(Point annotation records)
▼▼▼

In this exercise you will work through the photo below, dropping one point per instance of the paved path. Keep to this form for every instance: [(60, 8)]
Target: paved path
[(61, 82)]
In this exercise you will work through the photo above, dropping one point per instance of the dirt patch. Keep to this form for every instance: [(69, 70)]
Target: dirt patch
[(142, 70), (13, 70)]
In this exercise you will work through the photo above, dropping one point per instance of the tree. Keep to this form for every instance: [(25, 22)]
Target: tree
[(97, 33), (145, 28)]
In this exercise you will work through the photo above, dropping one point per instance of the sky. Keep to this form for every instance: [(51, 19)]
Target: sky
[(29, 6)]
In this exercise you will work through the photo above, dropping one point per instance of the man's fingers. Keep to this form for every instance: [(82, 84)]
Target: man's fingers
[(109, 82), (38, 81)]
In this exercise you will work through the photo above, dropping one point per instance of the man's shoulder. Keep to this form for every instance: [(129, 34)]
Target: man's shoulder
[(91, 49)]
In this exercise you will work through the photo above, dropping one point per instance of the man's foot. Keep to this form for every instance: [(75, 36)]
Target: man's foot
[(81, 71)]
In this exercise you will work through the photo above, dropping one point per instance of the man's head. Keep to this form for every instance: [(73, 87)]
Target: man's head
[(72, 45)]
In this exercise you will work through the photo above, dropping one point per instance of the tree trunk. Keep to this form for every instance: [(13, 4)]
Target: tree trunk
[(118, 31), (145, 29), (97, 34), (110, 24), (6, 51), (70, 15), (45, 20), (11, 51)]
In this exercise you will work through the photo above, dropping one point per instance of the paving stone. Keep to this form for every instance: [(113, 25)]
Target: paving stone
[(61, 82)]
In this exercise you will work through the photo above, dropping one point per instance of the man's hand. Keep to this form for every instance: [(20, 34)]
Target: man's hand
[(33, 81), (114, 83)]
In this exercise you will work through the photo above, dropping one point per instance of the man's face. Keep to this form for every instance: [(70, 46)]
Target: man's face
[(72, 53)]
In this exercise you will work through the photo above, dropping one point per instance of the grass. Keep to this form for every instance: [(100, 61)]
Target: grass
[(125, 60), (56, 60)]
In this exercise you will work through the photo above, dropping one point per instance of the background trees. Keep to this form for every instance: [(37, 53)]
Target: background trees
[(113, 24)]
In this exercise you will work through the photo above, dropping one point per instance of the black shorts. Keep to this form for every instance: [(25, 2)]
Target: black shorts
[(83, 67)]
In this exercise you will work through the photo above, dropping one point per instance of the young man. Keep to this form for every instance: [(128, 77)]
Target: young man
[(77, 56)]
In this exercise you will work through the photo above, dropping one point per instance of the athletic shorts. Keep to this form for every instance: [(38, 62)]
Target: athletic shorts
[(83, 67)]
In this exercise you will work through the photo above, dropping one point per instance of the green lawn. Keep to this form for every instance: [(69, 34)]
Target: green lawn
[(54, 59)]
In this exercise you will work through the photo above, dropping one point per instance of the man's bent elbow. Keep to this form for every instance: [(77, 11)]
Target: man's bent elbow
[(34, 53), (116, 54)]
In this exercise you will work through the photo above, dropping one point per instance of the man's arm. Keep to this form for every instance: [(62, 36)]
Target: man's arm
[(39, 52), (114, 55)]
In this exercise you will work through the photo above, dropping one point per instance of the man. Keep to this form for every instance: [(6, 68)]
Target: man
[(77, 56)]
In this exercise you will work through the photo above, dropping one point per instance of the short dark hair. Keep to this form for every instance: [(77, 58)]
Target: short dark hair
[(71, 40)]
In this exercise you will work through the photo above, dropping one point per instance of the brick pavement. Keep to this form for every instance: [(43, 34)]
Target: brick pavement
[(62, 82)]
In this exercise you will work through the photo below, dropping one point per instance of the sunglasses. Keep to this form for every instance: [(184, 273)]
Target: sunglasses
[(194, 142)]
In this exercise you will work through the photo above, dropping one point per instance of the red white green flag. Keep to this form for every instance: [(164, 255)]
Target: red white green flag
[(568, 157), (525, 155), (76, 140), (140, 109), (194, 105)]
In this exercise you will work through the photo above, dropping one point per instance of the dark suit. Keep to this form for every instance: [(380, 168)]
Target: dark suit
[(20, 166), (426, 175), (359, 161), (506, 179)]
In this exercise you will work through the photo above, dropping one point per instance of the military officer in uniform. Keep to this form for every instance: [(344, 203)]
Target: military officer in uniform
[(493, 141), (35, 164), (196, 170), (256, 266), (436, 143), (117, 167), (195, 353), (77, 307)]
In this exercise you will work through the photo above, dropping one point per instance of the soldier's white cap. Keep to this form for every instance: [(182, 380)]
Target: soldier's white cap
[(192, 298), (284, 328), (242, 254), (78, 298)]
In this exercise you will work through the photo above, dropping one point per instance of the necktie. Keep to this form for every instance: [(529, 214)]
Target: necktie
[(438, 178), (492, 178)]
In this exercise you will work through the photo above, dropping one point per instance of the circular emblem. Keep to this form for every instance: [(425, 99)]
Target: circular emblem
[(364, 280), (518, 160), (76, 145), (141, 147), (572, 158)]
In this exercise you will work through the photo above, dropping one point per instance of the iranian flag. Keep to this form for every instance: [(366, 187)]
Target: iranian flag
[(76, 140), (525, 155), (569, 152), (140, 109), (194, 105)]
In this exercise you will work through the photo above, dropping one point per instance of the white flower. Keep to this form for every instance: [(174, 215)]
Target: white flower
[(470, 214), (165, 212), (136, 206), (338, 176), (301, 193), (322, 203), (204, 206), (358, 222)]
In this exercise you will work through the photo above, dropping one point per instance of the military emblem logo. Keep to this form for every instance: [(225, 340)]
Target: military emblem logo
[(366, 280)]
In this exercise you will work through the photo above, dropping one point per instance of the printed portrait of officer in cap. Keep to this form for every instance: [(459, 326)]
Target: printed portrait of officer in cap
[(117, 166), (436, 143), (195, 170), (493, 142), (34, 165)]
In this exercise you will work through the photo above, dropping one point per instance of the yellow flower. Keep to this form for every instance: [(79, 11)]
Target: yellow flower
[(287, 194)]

▲▲▲

• _Task to carry out_
Could you put every line of the material above into a JSON list of strings, one string per line, with blank lines left out?

• _Output of the exercise_
[
  "In this exercise you will work through the photo below, dropping one point per instance of the paved path. Keep to this form for every instance: [(60, 8)]",
  "Target: paved path",
  "[(61, 82)]",
  "In this exercise you will work through the photo above, dropping one point per instance of the dirt patch. Keep to this form for every instance: [(69, 70)]",
  "Target: dirt patch",
  "[(142, 70), (13, 70)]",
  "In this exercise you will work through the photo above, dropping one point per instance of the tree. Keep to this form for every instance: [(25, 22)]",
  "Target: tree",
  "[(97, 33), (145, 28)]",
  "In this exercise you will work through the photo above, dropping one point per instance of the sky. Keep to this form for every instance: [(51, 19)]",
  "Target: sky",
  "[(29, 6)]",
  "In this exercise you will work through the photo above, dropping one point per instance of the man's fingers. Keep to this form for every instance: [(82, 84)]",
  "Target: man's fingers",
  "[(109, 82), (38, 81)]",
  "In this exercise you will work through the photo above, dropping one point per instance of the man's shoulder. Keep to this form for every instance: [(129, 34)]",
  "Target: man's shoulder",
  "[(91, 49)]",
  "In this exercise you will work through the photo above, dropping one point per instance of the man's foot. Keep to this form for every instance: [(75, 36)]",
  "Target: man's foot",
  "[(81, 71)]",
  "In this exercise you will work through the photo above, dropping one point per instance of the man's head. Keep to this form for every instance: [(73, 87)]",
  "Target: man's head",
  "[(72, 45)]",
  "In this exercise you will work through the photo above, dropping one point per instance of the tree trunk. Keep to this form for every instance: [(13, 4)]",
  "Target: tree trunk",
  "[(118, 31), (145, 29), (97, 34), (110, 24), (6, 51), (70, 15), (45, 20), (11, 51)]",
  "In this exercise you will work through the photo above, dropping one point per instance of the paving stone. Keep to this form for every instance: [(113, 25)]",
  "Target: paving stone",
  "[(61, 82)]",
  "In this exercise you will work through the photo above, dropping one point per instance of the man's hand. Keep to this form for every instance: [(20, 34)]",
  "Target: man's hand",
  "[(33, 81), (114, 83)]",
  "In this exercise you will work through the photo above, dropping one point per instance of the man's face. Keep to this form for every instance: [(70, 46)]",
  "Target: man's face",
  "[(72, 53)]",
  "In this exercise you will work through the photo above, dropping one point per instance of the grass. Keep to this form for every instance: [(100, 61)]",
  "Target: grass",
  "[(125, 60), (56, 60)]",
  "In this exercise you will work through the photo above, dropping one point per instance of the background trees. Keep to this form for every instance: [(37, 53)]",
  "Target: background trees",
  "[(113, 24)]",
  "In this exercise you will work through the photo above, dropping one point per instance of the black shorts. Keep to this form for every instance: [(25, 2)]",
  "Target: black shorts",
  "[(83, 67)]",
  "In this exercise you will work through the photo above, dropping one point per instance of the young man. Keep to this form for every instance: [(128, 77)]",
  "Target: young man",
  "[(77, 56)]",
  "In this exercise you will work through the photo above, dropping one point per instance of the athletic shorts. Keep to this form for every instance: [(38, 62)]",
  "Target: athletic shorts",
  "[(83, 67)]",
  "In this exercise you will work through the photo above, dropping one point per instance of the green lawn. Keep to this form for every instance: [(69, 34)]",
  "Target: green lawn",
  "[(54, 59)]",
  "In this exercise you will work through the photo above, dropping one point per instance of the man's bent elbow. Keep to this form for every instance: [(77, 11)]",
  "Target: man's bent elbow",
  "[(34, 53), (116, 54)]",
  "In this exercise you will work through the photo above, dropping one point per instance of the man's arm. Keep to this form for every instance: [(62, 36)]",
  "Target: man's arm",
  "[(39, 52), (114, 55)]",
  "In this exercise you will work through the photo above, dropping one point per instance of the man. Keep to this form for every instance: [(6, 68)]",
  "Target: man",
  "[(77, 56)]",
  "In this exercise you will work through the photo above, dropping one point per instance of the short dark hair. Keep to this form for every instance: [(77, 58)]",
  "Target: short dark hair",
  "[(71, 40)]",
  "In this exercise you will work through the photo above, dropping one point per instance of the brick pavement. Keep to this form for every instance: [(43, 34)]",
  "Target: brick pavement",
  "[(62, 82)]",
  "In this exercise you will work through the photo below, dropping one point per instance of the sunglasses. Keep to this form for every instance: [(184, 273)]",
  "Target: sunglasses",
  "[(194, 142)]",
  "In this exercise you will work through the photo above, dropping one point per instance of the red white green flag. Keep to this form for every instance: [(164, 255)]",
  "Target: red white green flag",
  "[(568, 157), (525, 155), (76, 140), (140, 109), (194, 105)]",
  "In this exercise you will work through the photo above, dropping one point per instance of the dark suit. Keep to this form for every instance: [(380, 168)]",
  "Target: dark suit",
  "[(20, 166), (426, 175), (359, 161), (506, 179)]",
  "In this exercise you will work through the photo above, dropping one point per instance of the military officer in uniform. Keep to this form for every instance: [(344, 203)]",
  "Target: military officer in uniform",
  "[(493, 141), (35, 164), (196, 170), (256, 266), (436, 143), (117, 167), (195, 353), (77, 307)]",
  "In this exercise you will work through the photo above, dropping one point per instance of the soldier's white cap. Keep to this form for every instance: [(182, 380)]",
  "Target: soldier's white cap",
  "[(192, 298), (284, 328), (242, 254), (78, 298)]",
  "In this exercise you will work through the photo above, dropping one point per instance of the necktie. Keep to this form for every instance: [(529, 214)]",
  "Target: necktie",
  "[(438, 178), (492, 178)]",
  "In this exercise you will work through the photo above, dropping one point per instance of the circular emblem. Keep to this form for every instance: [(425, 99)]",
  "Target: circular emblem",
  "[(364, 280), (518, 160), (76, 145), (141, 147), (572, 158)]",
  "In this exercise you will work through the photo above, dropping one point per instance of the iranian flag. Keep to this form for every instance: [(366, 187)]",
  "Target: iranian flag",
  "[(76, 140), (525, 155), (569, 152), (140, 109), (194, 105)]",
  "In this exercise you will work through the photo above, dropping one point per instance of the white flower. Keep to this form for every instance: [(174, 215)]",
  "Target: white flower",
  "[(470, 214), (165, 212), (136, 206), (338, 176), (301, 193), (322, 203), (204, 206), (358, 222)]",
  "In this exercise you will work through the photo above, dropping one point per instance of the military emblem logo. Keep to this form for every instance: [(225, 340)]",
  "Target: military emblem logo",
  "[(366, 280)]",
  "In this exercise you will work through the photo above, dropping one point per instance of the printed portrait of officer in cap. Keep to this form for every instance: [(459, 326)]",
  "Target: printed portrait of officer in cap",
  "[(117, 166), (436, 143), (195, 170), (493, 142), (34, 165)]",
  "In this exercise you will work through the photo above, dropping one point per instance of the yellow flower. Keep to this form for every instance: [(79, 11)]",
  "Target: yellow flower",
  "[(287, 194)]"
]